[Entries from a point annotation set]
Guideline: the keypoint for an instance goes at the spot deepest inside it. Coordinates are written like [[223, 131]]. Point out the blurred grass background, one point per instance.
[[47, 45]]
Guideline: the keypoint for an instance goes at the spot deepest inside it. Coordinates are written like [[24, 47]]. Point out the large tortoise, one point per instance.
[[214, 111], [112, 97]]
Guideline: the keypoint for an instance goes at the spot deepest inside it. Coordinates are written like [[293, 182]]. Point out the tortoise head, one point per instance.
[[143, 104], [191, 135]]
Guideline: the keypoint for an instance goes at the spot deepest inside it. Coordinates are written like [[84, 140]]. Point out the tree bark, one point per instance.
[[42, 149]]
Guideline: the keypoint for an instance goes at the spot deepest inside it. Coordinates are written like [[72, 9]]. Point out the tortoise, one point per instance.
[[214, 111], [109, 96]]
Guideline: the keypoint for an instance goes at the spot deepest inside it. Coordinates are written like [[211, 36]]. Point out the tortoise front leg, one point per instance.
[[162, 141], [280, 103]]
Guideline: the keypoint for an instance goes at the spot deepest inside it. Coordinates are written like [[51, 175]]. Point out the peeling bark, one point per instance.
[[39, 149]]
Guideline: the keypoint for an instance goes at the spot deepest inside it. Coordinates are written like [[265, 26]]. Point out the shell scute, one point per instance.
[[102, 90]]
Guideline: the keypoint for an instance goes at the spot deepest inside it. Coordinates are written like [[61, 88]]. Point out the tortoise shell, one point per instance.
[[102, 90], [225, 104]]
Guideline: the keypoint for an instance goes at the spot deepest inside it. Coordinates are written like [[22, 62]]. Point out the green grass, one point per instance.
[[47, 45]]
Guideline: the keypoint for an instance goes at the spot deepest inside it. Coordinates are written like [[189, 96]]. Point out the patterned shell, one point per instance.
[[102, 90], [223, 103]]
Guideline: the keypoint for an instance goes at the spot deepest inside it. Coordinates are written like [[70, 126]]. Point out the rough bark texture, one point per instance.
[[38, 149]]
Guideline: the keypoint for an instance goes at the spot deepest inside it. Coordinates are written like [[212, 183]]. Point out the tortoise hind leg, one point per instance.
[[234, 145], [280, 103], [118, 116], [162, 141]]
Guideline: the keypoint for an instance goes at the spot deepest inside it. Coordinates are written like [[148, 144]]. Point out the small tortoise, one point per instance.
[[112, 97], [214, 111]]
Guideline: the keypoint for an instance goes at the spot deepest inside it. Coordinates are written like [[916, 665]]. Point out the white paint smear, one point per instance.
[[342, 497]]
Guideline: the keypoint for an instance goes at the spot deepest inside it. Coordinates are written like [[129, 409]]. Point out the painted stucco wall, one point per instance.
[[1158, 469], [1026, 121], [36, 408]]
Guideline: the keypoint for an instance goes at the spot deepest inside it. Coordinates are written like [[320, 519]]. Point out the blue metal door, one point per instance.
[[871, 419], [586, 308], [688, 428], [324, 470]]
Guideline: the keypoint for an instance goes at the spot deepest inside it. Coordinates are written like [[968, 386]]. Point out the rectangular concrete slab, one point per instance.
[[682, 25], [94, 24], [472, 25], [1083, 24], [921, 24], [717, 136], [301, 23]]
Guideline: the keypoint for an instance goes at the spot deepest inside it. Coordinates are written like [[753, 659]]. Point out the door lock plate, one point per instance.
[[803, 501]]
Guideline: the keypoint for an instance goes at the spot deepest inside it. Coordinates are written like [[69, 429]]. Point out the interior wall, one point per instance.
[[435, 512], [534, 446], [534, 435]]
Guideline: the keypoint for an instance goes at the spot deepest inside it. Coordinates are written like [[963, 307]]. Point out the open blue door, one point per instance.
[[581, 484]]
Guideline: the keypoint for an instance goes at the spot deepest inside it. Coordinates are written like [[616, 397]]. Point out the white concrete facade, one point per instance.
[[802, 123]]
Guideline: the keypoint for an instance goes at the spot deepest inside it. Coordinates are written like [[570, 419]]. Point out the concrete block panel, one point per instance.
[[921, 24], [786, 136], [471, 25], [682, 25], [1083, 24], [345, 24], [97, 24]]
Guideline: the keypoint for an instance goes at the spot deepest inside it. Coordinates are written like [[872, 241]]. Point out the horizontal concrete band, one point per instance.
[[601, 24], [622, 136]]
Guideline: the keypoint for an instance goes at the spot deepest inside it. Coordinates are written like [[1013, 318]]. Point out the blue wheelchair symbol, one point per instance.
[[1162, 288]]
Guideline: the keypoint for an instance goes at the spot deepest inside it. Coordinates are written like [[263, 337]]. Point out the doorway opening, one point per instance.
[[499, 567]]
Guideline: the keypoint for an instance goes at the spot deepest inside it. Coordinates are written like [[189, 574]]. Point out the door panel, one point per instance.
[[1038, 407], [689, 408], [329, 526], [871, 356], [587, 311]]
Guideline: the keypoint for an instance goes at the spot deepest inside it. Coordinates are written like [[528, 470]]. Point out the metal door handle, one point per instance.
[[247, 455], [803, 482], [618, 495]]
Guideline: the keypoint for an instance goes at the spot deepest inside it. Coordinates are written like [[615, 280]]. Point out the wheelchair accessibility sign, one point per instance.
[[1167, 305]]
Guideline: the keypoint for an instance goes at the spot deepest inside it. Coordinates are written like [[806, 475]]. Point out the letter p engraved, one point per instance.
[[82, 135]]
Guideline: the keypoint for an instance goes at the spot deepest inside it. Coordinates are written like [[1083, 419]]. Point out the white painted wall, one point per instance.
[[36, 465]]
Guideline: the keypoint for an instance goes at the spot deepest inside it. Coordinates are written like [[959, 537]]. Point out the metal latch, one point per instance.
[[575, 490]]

• EXERCISE GOAL: Turn every line of the listing above into a JSON list of strings, with one string per line and no blank lines.

• RESPONSE TO THE TASK:
[
  "Guideline: the keypoint for an instance goes at the spot deepest inside it. Coordinates are written like [[223, 131]]. Point out the blurred grass background, one point per instance.",
  "[[47, 45]]",
  "Guideline: the keypoint for an instance goes at the spot deepest inside it. Coordinates are written like [[24, 47]]. Point out the large tortoise, one point per instance.",
  "[[214, 111], [112, 97]]",
  "Guideline: the keypoint for an instance goes at the spot deepest inside it. Coordinates are written like [[293, 182]]. Point out the tortoise head, one point per instance.",
  "[[143, 104], [191, 135]]",
  "Guideline: the keypoint for an instance goes at the spot deepest inside it. Coordinates are written like [[84, 140]]. Point out the tree bark, one point per instance.",
  "[[42, 149]]",
  "Guideline: the keypoint for an instance goes at the spot deepest inside it. Coordinates are written like [[72, 9]]. Point out the tortoise, one point per instance.",
  "[[214, 111], [109, 96]]",
  "Guideline: the keypoint for an instance goes at the spot deepest inside it. Coordinates are written like [[211, 36]]. Point out the tortoise front leg, one point per instance.",
  "[[162, 141], [280, 103]]",
  "Guideline: the keypoint for an instance goes at the spot deepest inside it. Coordinates are written like [[51, 175]]. Point out the peeling bark, one point per instance.",
  "[[39, 149]]",
  "Guideline: the keypoint for an instance goes at the spot deepest inside it. Coordinates are written like [[265, 26]]. Point out the shell scute, one point per instance.",
  "[[102, 90]]",
  "Guideline: the keypoint for an instance goes at the spot deepest inside it. Coordinates are written like [[61, 88]]. Point out the tortoise shell, one point per instance.",
  "[[102, 90], [225, 104]]",
  "Guideline: the keypoint for an instance goes at the spot deepest inside it. Coordinates are written like [[22, 62]]. Point out the green grass, one point per instance.",
  "[[47, 45]]",
  "Guideline: the keypoint for an instance goes at the spot deepest inside it. Coordinates are written like [[189, 96]]. Point out the patterned shell, one point per instance.",
  "[[102, 90], [223, 103]]",
  "Guideline: the keypoint for an instance goes at the spot deepest inside it. Coordinates are written like [[70, 126]]. Point out the rough bark texture, one point per instance.",
  "[[38, 149]]",
  "Guideline: the keypoint for an instance goes at the spot deepest inside it. Coordinates are written like [[212, 183]]. Point out the tortoise hind leg, one point per instance.",
  "[[234, 145], [280, 103], [118, 116], [162, 141]]",
  "Guideline: the keypoint for an instance goes at the spot deepest inside it. Coordinates are written like [[148, 144]]. Point out the small tortoise, one point per instance.",
  "[[112, 97], [214, 111]]",
  "Guideline: the keypoint for an instance goes at the spot deepest inside it. Coordinates are written like [[916, 665]]. Point out the white paint smear, one point per instance.",
  "[[342, 497]]",
  "Guideline: the keypoint for an instance goes at the spot deepest inside it. Coordinates are written like [[129, 409]]. Point out the painted stucco wall, one point per instance.",
  "[[1158, 469], [1026, 121], [36, 408]]",
  "Guideline: the keypoint for an instance goes at the spot deepest inside it. Coordinates are written like [[320, 519]]. Point out the blue metal door, one point per instance.",
  "[[871, 419], [586, 308], [688, 428], [324, 470]]",
  "Guideline: the keypoint for an instance goes at the spot deepest inside it. Coordinates are written like [[968, 386]]. Point out the rectangular concrete slab, one point per instance.",
  "[[682, 25], [94, 24], [472, 25], [1083, 24], [921, 24], [717, 136], [301, 23]]",
  "Guideline: the keypoint for an instance goes at the spot deepest inside it. Coordinates are written like [[753, 659]]. Point out the door lock plate, one point per instance.",
  "[[803, 501]]",
  "Guideline: the keypoint for an instance goes at the spot deepest inside it. Coordinates are written like [[69, 429]]. Point out the interior wall, one point per instance.",
  "[[435, 512], [534, 446], [534, 435]]",
  "Guideline: the keypoint for an instance goes at the spot deepest inside it. Coordinates are written like [[963, 307]]. Point out the open blue door, one point per instance.",
  "[[581, 484]]",
  "Guideline: the keypoint for an instance goes at the spot deepest inside it. Coordinates are written like [[616, 397]]. Point out the white concrete facade, one point per instance.",
  "[[802, 123]]",
  "Guideline: the keypoint for an instance goes at the spot deepest inside it. Coordinates are written like [[570, 419]]. Point out the concrete block panel, one point per instance.",
  "[[921, 24], [786, 136], [471, 25], [682, 25], [1083, 24], [345, 24], [97, 24]]",
  "Guideline: the keypoint for an instance goes at the spot deepest inside it. Coordinates are written like [[872, 241]]. Point out the horizontal concrete band, one point per instance.",
  "[[601, 24], [622, 136]]",
  "Guideline: the keypoint for an instance goes at the spot deepest inside it. Coordinates are written like [[1013, 318]]. Point out the blue wheelchair symbol, one point per instance.",
  "[[1162, 288]]",
  "Guideline: the keypoint for an instance goes at the spot deepest inside it. Coordinates are written like [[263, 337]]. Point out the doorway opening, one point per instance.",
  "[[499, 567]]",
  "Guideline: the keypoint for an instance goes at the spot deepest inside it. Coordinates are written like [[189, 574]]. Point out the door panel, one point per instance.",
  "[[1038, 407], [689, 408], [329, 526], [871, 356], [587, 311]]",
  "Guideline: the keypoint for an instance goes at the spot deepest inside it. Coordinates are written like [[528, 470]]. Point out the metal door handle, one point per instance.",
  "[[247, 455], [803, 482], [618, 495]]",
  "Guideline: the keypoint for an instance goes at the spot deepest inside it. Coordinates are written like [[615, 280]]. Point out the wheelchair accessibility sign, one point per instance.",
  "[[1167, 305]]",
  "Guideline: the keypoint for an instance goes at the spot deepest inside it. Coordinates are written like [[806, 475]]. Point out the letter p engraved, one point per instance.",
  "[[82, 135]]",
  "Guideline: the keypoint for an instance goes at the spot deepest inside it. Coordinates are written like [[1083, 419]]. Point out the white painted wall, one point per instance.",
  "[[36, 465]]",
  "Guideline: the keypoint for an instance goes at the spot deepest inside it. Coordinates are written like [[959, 537]]. Point out the metal latch, one point per instance.",
  "[[575, 490]]"
]